**Selected text:**
[Start]

Mentoring and Counseling:

A Tag-Team Approach to Professional Development

by Lieutenant Colonel Victor M. Rosello

By strict definition, I have never been formally mentored. However, throughout my career many senior officers have counseled and advised me on personal and professional matters related to military schools, key and essential jobs, and future duty assignments. Are formal mentoring and counseling two distinct or mutually exclusive activities?

Not necessarily. I really think that within the established framework of performance counseling a "mentoring-like" process is alive in today's Army. However, because doctrinal or regulatory guidance is lacking, we do not execute formal mentorship. Consequently, mentorship within the ranks does not meet the true test of formal mentoring.
"Formal mentoring" (as described in Lieutenant Colonel Fast's article beginning on page 33) may involve a selection process based on the identification of gifted or talented individuals ultimately resulting in a mentor-protege relationship. Although the concept has its merits, one concern is that this "exclusive club" borders on elitism or favoritism, particularly if the mentor is currently in the rating scheme. Playing favorites among a group of rated or senior rated officers could foment a demoralizing or even destabilizing command climate certainly something every good leader avoids.
Fortunately, by regulation raters and first-line supervisors must formally counsel all their subordinates on a monthly or quarterly basis, depending on rank. Granted, formal performance counseling is not mentoring. However, traditionally it has served a mentoring-like function. Many supervisors use performance counseling sessions to not only advise on current job performance, but also to include professional growth and guidance counseling, as stipulated in FM 22-101, Leadership Counseling.

[End]

**Recorded data:**
[Start]

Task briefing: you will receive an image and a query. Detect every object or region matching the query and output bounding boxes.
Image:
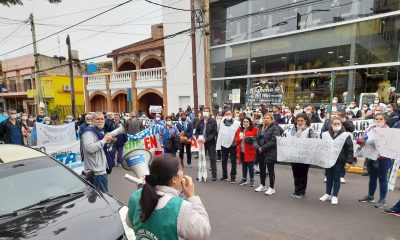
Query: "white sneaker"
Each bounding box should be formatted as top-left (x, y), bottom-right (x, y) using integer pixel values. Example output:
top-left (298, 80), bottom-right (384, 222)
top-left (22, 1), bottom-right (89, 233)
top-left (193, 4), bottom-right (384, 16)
top-left (319, 194), bottom-right (332, 202)
top-left (254, 184), bottom-right (267, 192)
top-left (265, 187), bottom-right (276, 196)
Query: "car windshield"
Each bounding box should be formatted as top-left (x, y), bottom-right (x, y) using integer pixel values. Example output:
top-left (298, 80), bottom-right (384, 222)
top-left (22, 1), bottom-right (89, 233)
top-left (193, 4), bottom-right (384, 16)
top-left (0, 157), bottom-right (87, 215)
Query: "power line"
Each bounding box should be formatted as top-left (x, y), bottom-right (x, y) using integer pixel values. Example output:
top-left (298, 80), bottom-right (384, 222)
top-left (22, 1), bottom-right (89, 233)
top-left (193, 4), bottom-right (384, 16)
top-left (0, 0), bottom-right (138, 56)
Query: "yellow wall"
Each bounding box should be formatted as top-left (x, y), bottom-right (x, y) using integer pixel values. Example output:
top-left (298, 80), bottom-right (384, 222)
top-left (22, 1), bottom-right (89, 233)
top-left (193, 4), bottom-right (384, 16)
top-left (40, 75), bottom-right (84, 117)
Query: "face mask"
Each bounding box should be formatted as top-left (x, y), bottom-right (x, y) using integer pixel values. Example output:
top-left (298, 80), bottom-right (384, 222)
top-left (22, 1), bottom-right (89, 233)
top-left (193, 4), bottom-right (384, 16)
top-left (332, 126), bottom-right (342, 132)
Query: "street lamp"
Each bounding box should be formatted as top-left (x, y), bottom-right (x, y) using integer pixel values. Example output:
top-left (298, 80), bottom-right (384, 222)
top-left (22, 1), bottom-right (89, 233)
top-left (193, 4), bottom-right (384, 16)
top-left (304, 9), bottom-right (330, 28)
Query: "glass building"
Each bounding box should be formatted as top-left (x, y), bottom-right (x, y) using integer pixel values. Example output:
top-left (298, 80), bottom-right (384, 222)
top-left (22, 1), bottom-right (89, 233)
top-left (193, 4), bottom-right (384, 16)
top-left (210, 0), bottom-right (400, 109)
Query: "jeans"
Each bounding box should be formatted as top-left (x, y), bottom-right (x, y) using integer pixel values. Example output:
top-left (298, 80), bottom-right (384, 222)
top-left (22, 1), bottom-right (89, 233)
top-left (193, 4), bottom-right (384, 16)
top-left (367, 158), bottom-right (391, 200)
top-left (292, 163), bottom-right (310, 195)
top-left (325, 163), bottom-right (344, 197)
top-left (90, 174), bottom-right (108, 193)
top-left (240, 153), bottom-right (254, 180)
top-left (204, 143), bottom-right (217, 178)
top-left (179, 144), bottom-right (192, 166)
top-left (221, 146), bottom-right (236, 178)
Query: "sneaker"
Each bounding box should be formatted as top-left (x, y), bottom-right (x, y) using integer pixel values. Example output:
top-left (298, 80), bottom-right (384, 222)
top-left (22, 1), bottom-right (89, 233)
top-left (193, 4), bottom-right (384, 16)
top-left (383, 208), bottom-right (400, 217)
top-left (265, 187), bottom-right (276, 196)
top-left (219, 177), bottom-right (228, 182)
top-left (358, 196), bottom-right (375, 203)
top-left (291, 193), bottom-right (305, 199)
top-left (254, 184), bottom-right (268, 192)
top-left (250, 180), bottom-right (256, 187)
top-left (231, 177), bottom-right (236, 184)
top-left (375, 200), bottom-right (387, 208)
top-left (319, 194), bottom-right (332, 202)
top-left (239, 179), bottom-right (247, 186)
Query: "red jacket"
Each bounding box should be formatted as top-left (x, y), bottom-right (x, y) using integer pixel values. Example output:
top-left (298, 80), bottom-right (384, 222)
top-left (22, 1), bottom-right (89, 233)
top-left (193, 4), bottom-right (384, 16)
top-left (235, 127), bottom-right (258, 162)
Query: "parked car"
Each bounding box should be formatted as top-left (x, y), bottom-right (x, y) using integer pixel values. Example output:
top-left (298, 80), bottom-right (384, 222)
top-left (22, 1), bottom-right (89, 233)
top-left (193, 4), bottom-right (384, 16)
top-left (0, 144), bottom-right (134, 239)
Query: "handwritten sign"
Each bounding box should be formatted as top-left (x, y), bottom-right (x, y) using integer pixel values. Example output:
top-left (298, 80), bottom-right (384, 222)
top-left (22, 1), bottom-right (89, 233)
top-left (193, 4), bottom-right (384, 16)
top-left (36, 122), bottom-right (76, 145)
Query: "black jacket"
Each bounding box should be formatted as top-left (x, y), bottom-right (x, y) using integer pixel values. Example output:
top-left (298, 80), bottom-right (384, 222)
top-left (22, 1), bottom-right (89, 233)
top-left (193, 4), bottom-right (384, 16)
top-left (196, 118), bottom-right (218, 146)
top-left (329, 127), bottom-right (354, 165)
top-left (0, 118), bottom-right (24, 144)
top-left (253, 123), bottom-right (281, 163)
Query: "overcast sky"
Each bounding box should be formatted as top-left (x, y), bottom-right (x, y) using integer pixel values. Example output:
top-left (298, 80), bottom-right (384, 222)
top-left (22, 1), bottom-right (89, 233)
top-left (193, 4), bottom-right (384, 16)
top-left (0, 0), bottom-right (170, 61)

[End]

**What is asked:**
a: In the mentoring and counseling article, which field manual stipulates professional growth and guidance counseling?
b: Reproduce the mentoring and counseling article word for word, starting at "A Tag-Team Approach" and ending at "mutually exclusive activities?".
c: Resume the mentoring and counseling article after its last sentence.

**Task answers:**
a: FM 22-101, Leadership Counseling.

b:
A Tag-Team Approach to Professional Development

by Lieutenant Colonel Victor M. Rosello

By strict definition, I have never been formally mentored. However, throughout my career many senior officers have counseled and advised me on personal and professional matters related to military schools, key and essential jobs, and future duty assignments. Are formal mentoring and counseling two distinct or mutually exclusive activities?

c:
These counseling sessions may include the discussion of future career goals that the counseled subordinate should consider. Counseling sessions also afford the opportunity to discuss reenlistment issues with the enlisted subordinate. If queried, most supervisors would describe these aspects of professional guidance as fulfillment of their counseling role in the "informal mentoring" process.
The informal mentoring process should not stop with just career guidance. Taken to a higher level, leaders should view refinement of basic skills or knowledge as the long-term goal of the informal mentoring or counseling process. This is more in line with the intent of Department of the Army Pamphlet 600-80, Executive Leadership. In this case, supervisors use their career experiences to develop the thinking skills and frames of reference for sequential and progressive leader development. This distinction is key to understanding the role of informal mentorship and its integration into the counseling process. Therefore, based on this premise (the development of thinking skills), the supervisor can impart the long-term benefits of an informal mentorship process to the subordinate.
Along with thinking skills, sequential and potential leader development gains additional importance when incorporated by the commander into a leader development program. As outlined in FM 25-101, Battle Focused Training, supervising and mentoring junior leaders is an integral component of an effective professional development program. Examples also provide ideas for the creation of unit programs. Some areas are worth highlighting because they form the nucleus of basic skill development.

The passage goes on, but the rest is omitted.